* TASK ITEM: Rewrite the material below with every instance of "rough mask" changed to "coarse mask", leaving all other text untouched.

Stored data entries
>>>

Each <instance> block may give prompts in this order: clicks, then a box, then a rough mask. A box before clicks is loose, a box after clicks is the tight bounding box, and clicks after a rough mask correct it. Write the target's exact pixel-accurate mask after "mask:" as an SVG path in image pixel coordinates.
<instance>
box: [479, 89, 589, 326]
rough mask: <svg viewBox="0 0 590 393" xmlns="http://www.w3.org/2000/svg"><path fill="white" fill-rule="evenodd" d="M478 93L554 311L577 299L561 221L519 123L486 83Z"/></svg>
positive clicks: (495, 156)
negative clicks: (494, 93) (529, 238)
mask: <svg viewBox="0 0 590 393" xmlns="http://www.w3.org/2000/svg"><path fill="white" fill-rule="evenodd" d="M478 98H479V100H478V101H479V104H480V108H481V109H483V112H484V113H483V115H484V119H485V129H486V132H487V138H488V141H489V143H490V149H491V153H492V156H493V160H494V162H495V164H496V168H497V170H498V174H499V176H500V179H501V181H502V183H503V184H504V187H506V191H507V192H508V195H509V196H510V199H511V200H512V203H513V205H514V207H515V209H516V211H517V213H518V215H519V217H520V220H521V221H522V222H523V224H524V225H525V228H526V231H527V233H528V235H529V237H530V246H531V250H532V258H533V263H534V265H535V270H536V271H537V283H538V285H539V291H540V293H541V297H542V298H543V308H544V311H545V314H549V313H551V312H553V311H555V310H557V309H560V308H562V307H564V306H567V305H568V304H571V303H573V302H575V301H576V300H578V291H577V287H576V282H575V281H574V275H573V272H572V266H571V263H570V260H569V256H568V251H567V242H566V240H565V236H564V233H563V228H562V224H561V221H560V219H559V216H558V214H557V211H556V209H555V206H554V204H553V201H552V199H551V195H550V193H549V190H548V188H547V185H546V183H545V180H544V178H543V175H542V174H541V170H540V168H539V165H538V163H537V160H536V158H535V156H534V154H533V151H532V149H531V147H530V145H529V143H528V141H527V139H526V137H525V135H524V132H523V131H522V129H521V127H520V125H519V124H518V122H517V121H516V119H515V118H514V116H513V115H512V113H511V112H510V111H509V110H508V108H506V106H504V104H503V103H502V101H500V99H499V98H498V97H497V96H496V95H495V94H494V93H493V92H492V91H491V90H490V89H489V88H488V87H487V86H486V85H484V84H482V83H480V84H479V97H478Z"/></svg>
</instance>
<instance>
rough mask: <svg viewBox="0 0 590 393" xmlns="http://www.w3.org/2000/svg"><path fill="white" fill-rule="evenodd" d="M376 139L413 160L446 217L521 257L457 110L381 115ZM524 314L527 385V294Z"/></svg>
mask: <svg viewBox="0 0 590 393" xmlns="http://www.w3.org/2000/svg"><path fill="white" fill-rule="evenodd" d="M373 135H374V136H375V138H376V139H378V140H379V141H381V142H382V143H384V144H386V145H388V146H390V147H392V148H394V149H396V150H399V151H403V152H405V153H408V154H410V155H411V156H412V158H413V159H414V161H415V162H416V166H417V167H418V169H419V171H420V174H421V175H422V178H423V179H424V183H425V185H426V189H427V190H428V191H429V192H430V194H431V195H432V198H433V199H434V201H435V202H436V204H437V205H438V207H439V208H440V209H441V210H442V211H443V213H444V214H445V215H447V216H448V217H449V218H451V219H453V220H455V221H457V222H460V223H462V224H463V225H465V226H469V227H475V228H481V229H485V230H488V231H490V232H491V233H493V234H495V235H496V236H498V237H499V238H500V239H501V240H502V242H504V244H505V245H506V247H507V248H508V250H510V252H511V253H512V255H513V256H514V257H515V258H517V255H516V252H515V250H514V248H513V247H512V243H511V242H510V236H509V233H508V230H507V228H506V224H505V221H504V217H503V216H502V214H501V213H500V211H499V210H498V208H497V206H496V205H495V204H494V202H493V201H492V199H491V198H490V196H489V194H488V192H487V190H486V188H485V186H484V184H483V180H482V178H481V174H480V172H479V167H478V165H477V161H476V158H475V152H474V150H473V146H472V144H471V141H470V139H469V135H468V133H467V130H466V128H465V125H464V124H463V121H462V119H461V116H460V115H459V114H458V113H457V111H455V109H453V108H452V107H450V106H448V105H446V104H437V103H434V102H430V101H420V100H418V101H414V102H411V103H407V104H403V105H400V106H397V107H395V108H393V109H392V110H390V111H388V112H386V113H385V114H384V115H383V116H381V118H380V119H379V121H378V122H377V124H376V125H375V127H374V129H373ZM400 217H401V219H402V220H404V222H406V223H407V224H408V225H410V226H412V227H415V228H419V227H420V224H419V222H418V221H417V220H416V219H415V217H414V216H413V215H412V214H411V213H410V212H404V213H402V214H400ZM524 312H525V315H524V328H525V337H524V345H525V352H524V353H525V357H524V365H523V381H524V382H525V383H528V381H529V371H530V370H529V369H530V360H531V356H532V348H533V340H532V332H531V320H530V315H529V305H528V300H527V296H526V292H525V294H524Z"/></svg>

<<<

* SOLUTION FOR THIS EXERCISE:
Each <instance> block may give prompts in this order: clicks, then a box, then a coarse mask. A box before clicks is loose, a box after clicks is the tight bounding box, and clicks after a coarse mask correct it. Write the target's exact pixel-accurate mask after "mask:" as an SVG path in image pixel coordinates.
<instance>
box: [479, 89, 589, 326]
coarse mask: <svg viewBox="0 0 590 393" xmlns="http://www.w3.org/2000/svg"><path fill="white" fill-rule="evenodd" d="M478 93L554 311L577 299L561 221L519 123L486 83Z"/></svg>
positive clicks: (495, 156)
negative clicks: (494, 93) (529, 238)
mask: <svg viewBox="0 0 590 393" xmlns="http://www.w3.org/2000/svg"><path fill="white" fill-rule="evenodd" d="M478 98H479V100H478V101H479V104H480V108H481V109H483V112H484V113H483V115H484V119H485V129H486V132H487V138H488V141H489V143H490V149H491V153H492V156H493V160H494V162H495V164H496V168H497V170H498V174H499V176H500V179H501V181H502V183H503V184H504V187H506V191H507V192H508V195H509V196H510V199H511V200H512V203H513V205H514V207H515V209H516V211H517V213H518V215H519V217H520V220H521V221H522V222H523V224H524V225H525V228H526V231H527V233H528V235H529V237H530V246H531V250H532V258H533V263H534V265H535V270H536V271H537V283H538V285H539V291H540V293H541V297H542V298H543V308H544V311H545V314H549V313H551V312H553V311H555V310H557V309H560V308H562V307H564V306H567V305H568V304H571V303H573V302H575V301H576V300H578V291H577V287H576V282H575V281H574V275H573V272H572V266H571V263H570V260H569V256H568V251H567V242H566V240H565V236H564V233H563V228H562V224H561V221H560V219H559V216H558V214H557V211H556V209H555V206H554V204H553V201H552V199H551V195H550V193H549V190H548V188H547V185H546V183H545V180H544V178H543V175H542V174H541V170H540V168H539V165H538V163H537V160H536V158H535V156H534V154H533V151H532V149H531V147H530V145H529V143H528V141H527V139H526V137H525V135H524V132H523V131H522V129H521V127H520V125H519V124H518V122H517V121H516V119H515V118H514V116H513V115H512V113H511V112H510V111H509V110H508V108H506V106H504V104H503V103H502V101H500V99H499V98H498V97H497V96H496V95H495V94H494V93H493V92H492V91H491V90H490V89H489V88H488V87H487V86H486V85H484V84H482V83H480V84H479V97H478Z"/></svg>
</instance>
<instance>
coarse mask: <svg viewBox="0 0 590 393" xmlns="http://www.w3.org/2000/svg"><path fill="white" fill-rule="evenodd" d="M376 139L413 160L446 217L521 257L457 110L381 115ZM524 314L527 385V294Z"/></svg>
mask: <svg viewBox="0 0 590 393" xmlns="http://www.w3.org/2000/svg"><path fill="white" fill-rule="evenodd" d="M373 135H374V136H375V138H376V139H378V140H379V141H381V142H382V143H384V144H386V145H388V146H390V147H392V148H394V149H396V150H399V151H403V152H405V153H408V154H410V155H411V156H412V158H413V159H414V161H415V162H416V166H417V167H418V169H419V171H420V174H421V175H422V178H423V179H424V183H425V185H426V189H427V190H428V191H429V192H430V194H431V195H432V198H433V199H434V201H435V202H436V204H437V205H438V207H439V208H440V209H441V210H442V211H443V213H444V214H445V215H447V216H448V217H449V218H451V219H453V220H455V221H457V222H460V223H462V224H463V225H465V226H469V227H475V228H481V229H485V230H488V231H490V232H491V233H493V234H495V235H496V236H498V237H499V238H500V239H501V240H502V242H504V244H505V245H506V247H507V248H508V250H510V252H511V253H512V255H513V256H514V257H515V258H517V255H516V252H515V250H514V248H513V247H512V243H511V242H510V236H509V233H508V230H507V228H506V224H505V221H504V217H503V216H502V214H501V213H500V211H499V210H498V208H497V206H496V205H495V204H494V202H493V201H492V199H491V198H490V196H489V194H488V192H487V190H486V188H485V186H484V184H483V180H482V178H481V174H480V172H479V167H478V165H477V161H476V158H475V152H474V150H473V146H472V144H471V141H470V139H469V135H468V133H467V130H466V128H465V125H464V124H463V121H462V119H461V116H460V115H459V114H458V113H457V111H455V109H453V108H452V107H450V106H448V105H446V104H437V103H434V102H430V101H420V100H418V101H414V102H411V103H407V104H403V105H400V106H397V107H395V108H393V109H392V110H390V111H388V112H386V113H385V114H384V115H383V116H381V118H380V119H379V121H378V122H377V124H376V125H375V127H374V129H373ZM400 217H401V219H402V220H404V222H406V223H407V224H408V225H410V226H412V227H415V228H419V227H420V224H419V222H418V221H417V220H416V219H415V217H414V216H413V215H412V214H411V213H410V212H404V213H402V214H400ZM524 312H525V315H524V328H525V337H524V345H525V352H524V353H525V357H524V365H523V381H524V382H525V383H528V381H529V371H530V370H529V369H530V360H531V356H532V348H533V340H532V332H531V320H530V315H529V305H528V300H527V296H526V292H525V294H524Z"/></svg>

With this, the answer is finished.